→ PASSAGE DU TEXTE:
########################################

6.4. Les critiques élevées pendant et après
l'audition de Paris et visant la situation juridique des syndicats
peuvent être résumées comme suit:
- l'article 52, paragraphe 1, de la Constitution
fait interdiction aux syndicats d'avoir des "activités politiques".
Cette disposition peut donner l'impression que les syndicats sont
privés de leur raison d'être même. En revanche, l'article 37,
paragraphe 2, de la loi relative aux syndicats dispose que les
activités professionnelles des syndicats, entreprises en vue de la
défense et de la promotion des intérêts sociaux ou économiques de leurs
membres, ne doivent pas être considérées comme des "activités
politiques" au sens de la Constitution. A interpréter ainsi la
Constitution, les syndicats ont donc la faculté de remplir leur mandat
conformément à leur mission spécifique, qui est d'améliorer la
situation sociale et économique des travailleurs;
- la législation turque énumère d'une manière
exhaustive et, partant, délimite les secteurs d'activité dans lesquels
des syndicats et des associations d'employeurs peuvent être constitués
(article 60 de la loi relative aux syndicats). Des millions de
travailleurs, notamment les enseignants, les fonctionnaires et le
personnel des organisations religieuses, sont ainsi privés du droit de
créer un syndicats ou de s'affilier à un syndicat;
- la disposition de l'article 14, paragraphe 14, de
la loi relative aux syndicats, en vertu de laquelle il faut avoir
accompli une période d'activité effective de dix ans pour pouvoir
devenir dirigeant d'un syndicat;
- l'article 12 de la loi relative aux conventions
collectives etc., dispose qu'un syndicat n'est reconnu comme organe de
négociation que si plus de 50 % des travailleurs de l'établissement
considéré en sont membres;
- les restrictions apportées au droit de grève (voir
article 54 de la Constitution et article 25 de la loi relative aux
conventions collectives etc.);
- l'ensemble des restrictions apportées au droit de
conclure des conventions collectives (articles 52 et 53 de la
Constitution et articles 9, 11 et 12 de la loi relative aux conventions
collectives);
- les pouvoirs particuliers et étendus dont les
autorités publiques sont investies pour contrôler et surveiller la
gestion et les finances des syndicats. A maints égards, la législation
turque relative aux syndicats va à l'encontre des dispositions et de
l'esprit de la Charte sociale européenne et de certaines des
conventions de l'OIT. Dans la déclaration qu'elle a faite lorsqu'elle a
accepté l'article 25 de la Convention européenne des Droits de l'Homme,
la Turquie a déclaré qu'aux fins de la compétence attribuée à la
Commission européenne des Droits de l'Homme, les articles 33, 52 et 135
de la Constitution devaient être interprétés comme étant compatibles
avec les articles 10 et 11 de la Convention. Il y a lieu de rappeler
que l'article 11 de la Convention garantit le droit à la liberté de
réunion pacifique et à la liberté d'association, y compris le droit de
fonder avec d'autres un syndicat et de s'affilier à un syndicat pour la
défense de ses intérêts.

########################################

→ TÂCHE DEMANDÉE 1: D'après le passage sur la législation syndicale turque, combien d'années d'activité effective faut-il avoir accomplies pour pouvoir devenir dirigeant d'un syndicat ?

→ ENREGISTREMENTS FOURNIS:
########################################

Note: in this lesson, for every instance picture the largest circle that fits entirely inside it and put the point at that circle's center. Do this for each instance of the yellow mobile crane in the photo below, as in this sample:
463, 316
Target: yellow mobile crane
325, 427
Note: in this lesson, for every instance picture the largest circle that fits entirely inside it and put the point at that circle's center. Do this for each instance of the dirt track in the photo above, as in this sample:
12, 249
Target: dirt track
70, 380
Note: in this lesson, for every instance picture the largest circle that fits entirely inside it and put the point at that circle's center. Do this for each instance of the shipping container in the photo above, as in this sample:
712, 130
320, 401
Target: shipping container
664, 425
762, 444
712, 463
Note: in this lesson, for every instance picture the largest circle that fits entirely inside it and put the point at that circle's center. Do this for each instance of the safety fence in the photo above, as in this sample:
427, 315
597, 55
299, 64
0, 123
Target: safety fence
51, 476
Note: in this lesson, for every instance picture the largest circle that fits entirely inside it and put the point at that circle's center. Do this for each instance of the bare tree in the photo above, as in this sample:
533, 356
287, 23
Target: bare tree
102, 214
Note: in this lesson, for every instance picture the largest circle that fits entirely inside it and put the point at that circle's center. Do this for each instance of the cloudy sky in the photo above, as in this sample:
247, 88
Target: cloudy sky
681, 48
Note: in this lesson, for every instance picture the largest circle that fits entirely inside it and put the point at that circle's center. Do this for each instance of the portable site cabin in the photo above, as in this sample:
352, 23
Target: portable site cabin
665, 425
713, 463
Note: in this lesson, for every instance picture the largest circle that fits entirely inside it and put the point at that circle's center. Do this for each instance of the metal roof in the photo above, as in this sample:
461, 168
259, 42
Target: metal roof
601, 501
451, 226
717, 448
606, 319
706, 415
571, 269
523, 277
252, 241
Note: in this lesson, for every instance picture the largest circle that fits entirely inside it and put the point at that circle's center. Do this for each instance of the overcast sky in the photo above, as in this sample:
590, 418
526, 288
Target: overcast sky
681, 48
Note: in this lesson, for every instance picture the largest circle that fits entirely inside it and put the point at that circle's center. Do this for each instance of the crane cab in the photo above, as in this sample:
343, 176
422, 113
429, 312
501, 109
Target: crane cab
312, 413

########################################

→ TÂCHE DEMANDÉE 2: Mettez sous forme de tableau Markdown toutes les lignes des enregistrements, depuis celle qui contient "of the crane" jusqu'à la fin des enregistrements, en omettant les lignes vides. Utilisez deux colonnes : « Rang », pour le numéro de la ligne, et « Contenu », pour la ligne elle-même.

→ RÉSULTAT FINAL 1: Dix ans.

→ RÉSULTAT FINAL 2:
| Rang | Contenu |
|---|---|
| 1 | Note: in this lesson, for every instance picture the largest circle that fits entirely inside it and put the point at that circle's center. Do this for each instance of the crane cab in the photo above, as in this sample: |
| 2 | 343, 176 |
| 3 | 422, 113 |
| 4 | 429, 312 |
| 5 | 501, 109 |
| 6 | Target: crane cab |
| 7 | 312, 413 |